** START OF Supplied data **

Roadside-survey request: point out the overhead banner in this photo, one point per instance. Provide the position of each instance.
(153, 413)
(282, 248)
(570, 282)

** END OF Supplied data **
** START OF Supplied data **

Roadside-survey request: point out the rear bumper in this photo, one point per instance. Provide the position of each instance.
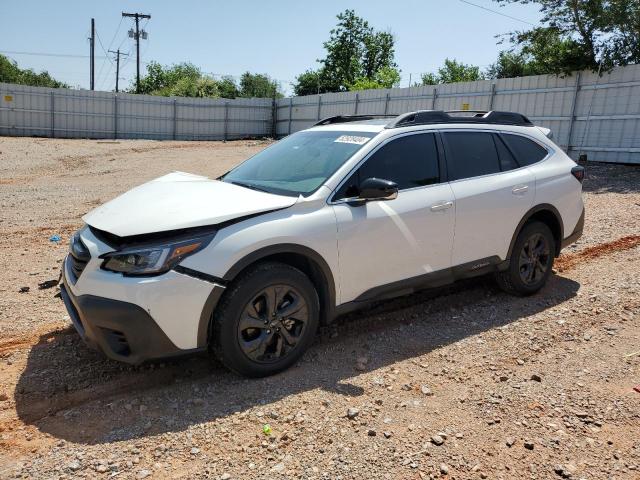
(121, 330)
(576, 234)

** END OF Supplied data **
** START OF Supplied data **

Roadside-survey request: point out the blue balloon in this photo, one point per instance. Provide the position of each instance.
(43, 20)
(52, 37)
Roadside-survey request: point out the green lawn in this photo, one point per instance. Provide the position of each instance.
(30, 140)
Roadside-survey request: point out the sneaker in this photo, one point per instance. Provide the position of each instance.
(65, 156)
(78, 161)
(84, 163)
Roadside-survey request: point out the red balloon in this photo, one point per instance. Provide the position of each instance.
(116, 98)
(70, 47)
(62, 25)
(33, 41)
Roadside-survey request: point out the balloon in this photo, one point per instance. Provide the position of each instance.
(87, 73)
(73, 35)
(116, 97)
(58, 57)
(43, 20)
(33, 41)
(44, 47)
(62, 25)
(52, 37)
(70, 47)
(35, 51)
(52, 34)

** END OF Supplied data **

Instructions to follow -
Report each line of the data above that contains the string "balloon", copying every such line in full.

Task output -
Roadside-survey request: point out the blue balloon in this photo, one point per instance. Provide the position of each instance.
Roadside-survey request: point out the red balloon in this photo, one point per instance. Provide the position of each instance.
Roadside-survey request: point out the balloon in this photo, one point per instance. Provide the position of each instance.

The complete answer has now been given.